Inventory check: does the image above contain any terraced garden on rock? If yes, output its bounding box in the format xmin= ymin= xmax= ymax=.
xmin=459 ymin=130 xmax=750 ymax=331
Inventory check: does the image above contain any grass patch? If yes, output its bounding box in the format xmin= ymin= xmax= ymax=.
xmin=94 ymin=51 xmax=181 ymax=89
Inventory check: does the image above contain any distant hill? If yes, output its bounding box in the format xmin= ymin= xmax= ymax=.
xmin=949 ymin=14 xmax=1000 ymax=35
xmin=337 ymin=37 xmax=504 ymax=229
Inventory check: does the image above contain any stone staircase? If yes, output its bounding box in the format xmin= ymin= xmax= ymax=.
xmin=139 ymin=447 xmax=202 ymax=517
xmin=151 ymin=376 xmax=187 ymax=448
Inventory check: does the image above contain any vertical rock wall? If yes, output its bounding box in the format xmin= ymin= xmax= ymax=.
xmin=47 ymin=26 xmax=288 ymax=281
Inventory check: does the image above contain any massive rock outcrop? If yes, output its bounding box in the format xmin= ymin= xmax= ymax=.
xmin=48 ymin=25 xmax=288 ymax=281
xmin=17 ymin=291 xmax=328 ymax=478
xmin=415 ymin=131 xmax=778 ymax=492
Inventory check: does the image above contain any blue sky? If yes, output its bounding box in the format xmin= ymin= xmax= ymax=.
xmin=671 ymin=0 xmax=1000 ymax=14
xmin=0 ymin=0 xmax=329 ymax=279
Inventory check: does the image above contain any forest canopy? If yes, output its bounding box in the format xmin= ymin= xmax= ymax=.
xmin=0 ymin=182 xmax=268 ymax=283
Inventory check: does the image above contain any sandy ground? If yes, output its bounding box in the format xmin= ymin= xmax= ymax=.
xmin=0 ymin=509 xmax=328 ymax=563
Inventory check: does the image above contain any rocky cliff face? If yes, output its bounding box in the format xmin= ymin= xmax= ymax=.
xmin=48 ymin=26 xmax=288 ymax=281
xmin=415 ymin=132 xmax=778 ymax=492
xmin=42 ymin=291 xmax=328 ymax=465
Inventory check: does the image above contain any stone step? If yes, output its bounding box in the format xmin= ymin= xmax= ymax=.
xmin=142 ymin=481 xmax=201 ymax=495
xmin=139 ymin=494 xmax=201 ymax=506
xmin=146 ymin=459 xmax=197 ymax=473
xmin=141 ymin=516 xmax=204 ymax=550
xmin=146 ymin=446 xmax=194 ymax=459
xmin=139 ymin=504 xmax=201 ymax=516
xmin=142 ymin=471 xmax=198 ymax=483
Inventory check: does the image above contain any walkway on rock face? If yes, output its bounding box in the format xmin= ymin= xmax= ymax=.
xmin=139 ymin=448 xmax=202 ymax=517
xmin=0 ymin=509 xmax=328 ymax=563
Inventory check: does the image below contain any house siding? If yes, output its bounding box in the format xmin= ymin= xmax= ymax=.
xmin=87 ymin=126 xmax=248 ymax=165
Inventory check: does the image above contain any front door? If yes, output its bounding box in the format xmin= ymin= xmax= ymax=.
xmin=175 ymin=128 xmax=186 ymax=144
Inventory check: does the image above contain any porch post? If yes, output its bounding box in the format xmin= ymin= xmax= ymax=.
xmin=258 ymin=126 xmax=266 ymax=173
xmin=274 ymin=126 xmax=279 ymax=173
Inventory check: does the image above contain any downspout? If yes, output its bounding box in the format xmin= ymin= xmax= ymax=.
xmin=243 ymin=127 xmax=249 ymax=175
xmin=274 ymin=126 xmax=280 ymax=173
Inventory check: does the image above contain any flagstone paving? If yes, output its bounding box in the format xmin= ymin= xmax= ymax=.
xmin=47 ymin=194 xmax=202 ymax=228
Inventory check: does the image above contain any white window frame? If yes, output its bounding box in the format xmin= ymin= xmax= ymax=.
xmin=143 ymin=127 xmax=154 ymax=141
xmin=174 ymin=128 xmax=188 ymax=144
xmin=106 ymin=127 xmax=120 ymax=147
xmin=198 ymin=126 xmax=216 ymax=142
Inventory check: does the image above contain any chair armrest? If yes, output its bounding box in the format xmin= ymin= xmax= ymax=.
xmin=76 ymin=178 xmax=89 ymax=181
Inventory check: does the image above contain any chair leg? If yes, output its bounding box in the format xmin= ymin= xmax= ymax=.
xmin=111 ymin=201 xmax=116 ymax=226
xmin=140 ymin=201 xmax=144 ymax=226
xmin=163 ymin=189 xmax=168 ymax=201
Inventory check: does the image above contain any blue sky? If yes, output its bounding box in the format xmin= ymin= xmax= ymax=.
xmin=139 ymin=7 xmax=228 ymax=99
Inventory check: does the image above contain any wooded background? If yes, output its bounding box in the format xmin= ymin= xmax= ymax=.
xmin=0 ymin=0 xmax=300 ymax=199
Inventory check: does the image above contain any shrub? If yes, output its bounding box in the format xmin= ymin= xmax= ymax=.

= Übungsaufgabe =
Formatiere den Abschnitt, der mit der Zeile mit „Inventory check: does the image below“ beginnt und mit der Zeile mit „xmin=87 ymin=126 xmax=248 ymax=165“ endet (beide eingeschlossen), als zweispaltige CSV mit den Spalten eingabe und ausgabe. Lege je Text mit zugehöriger Antwort eine CSV-Zeile an, setze jedes Feld in Anführungszeichen und ersetze darin Zeilenumbrüche durch Leerzeichen.

= Gelöste Aufgabe =
eingabe,ausgabe
"Inventory check: does the image below contain any house siding? If yes, output its bounding box in the format xmin= ymin= xmax= ymax=.","xmin=87 ymin=126 xmax=248 ymax=165"